_WRITTEN PROBLEM_
Copy the data starting at the line containing "Task: identify the thin" and ending at the line containing "Target: green leaf", swapping "perched bird" for "resting bird" and leaving everything else unchanged.

_GIVEN ENTRIES_
^^^^^^^^^^^^^^^^

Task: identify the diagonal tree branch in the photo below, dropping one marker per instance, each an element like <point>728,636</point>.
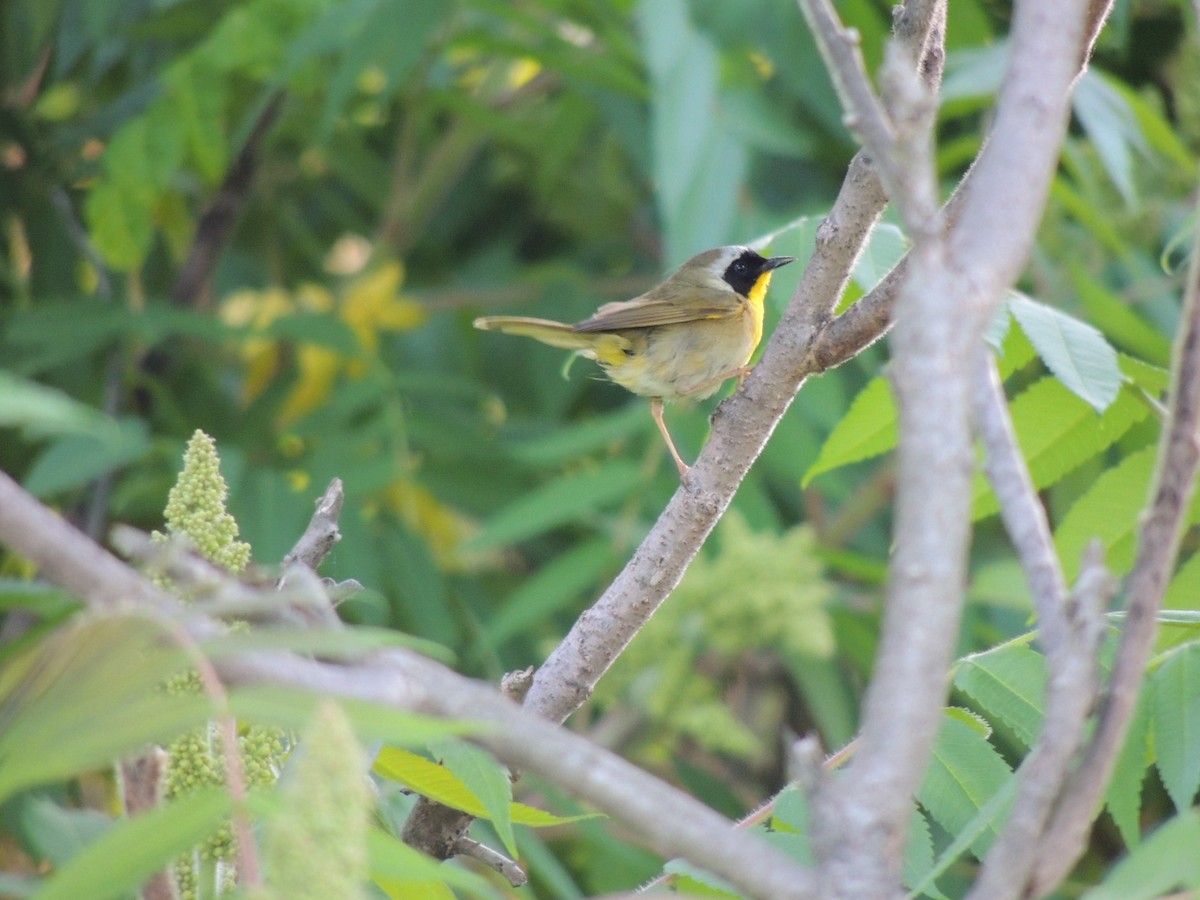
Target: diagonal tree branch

^^^^^^^^^^^^^^^^

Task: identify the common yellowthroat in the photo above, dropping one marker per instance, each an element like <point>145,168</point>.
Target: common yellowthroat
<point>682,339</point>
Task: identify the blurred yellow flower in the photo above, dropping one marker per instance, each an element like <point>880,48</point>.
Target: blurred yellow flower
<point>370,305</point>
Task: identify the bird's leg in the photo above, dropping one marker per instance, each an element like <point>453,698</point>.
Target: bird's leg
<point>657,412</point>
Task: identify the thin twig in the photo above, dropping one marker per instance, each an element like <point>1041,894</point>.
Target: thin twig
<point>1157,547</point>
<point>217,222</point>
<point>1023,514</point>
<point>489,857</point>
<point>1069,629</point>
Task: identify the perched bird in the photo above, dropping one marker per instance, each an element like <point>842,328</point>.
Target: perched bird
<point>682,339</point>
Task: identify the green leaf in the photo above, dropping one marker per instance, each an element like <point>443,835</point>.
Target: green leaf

^^^^^^^^^^^^^^^^

_EXERCISE ANSWER_
Task: identify the thin twig in the photo above, dropping one marker per instance, each an element like <point>1041,894</point>.
Target: thin twig
<point>1157,547</point>
<point>217,222</point>
<point>1023,514</point>
<point>489,857</point>
<point>1069,629</point>
Task: identify the resting bird in the photo above, dropping one marker per instance, each an element like <point>842,328</point>.
Target: resting bird
<point>682,339</point>
Task: identify the green leaf in the photo above, dropping one marker per instance, each an element like <point>443,835</point>.
Target: green leaf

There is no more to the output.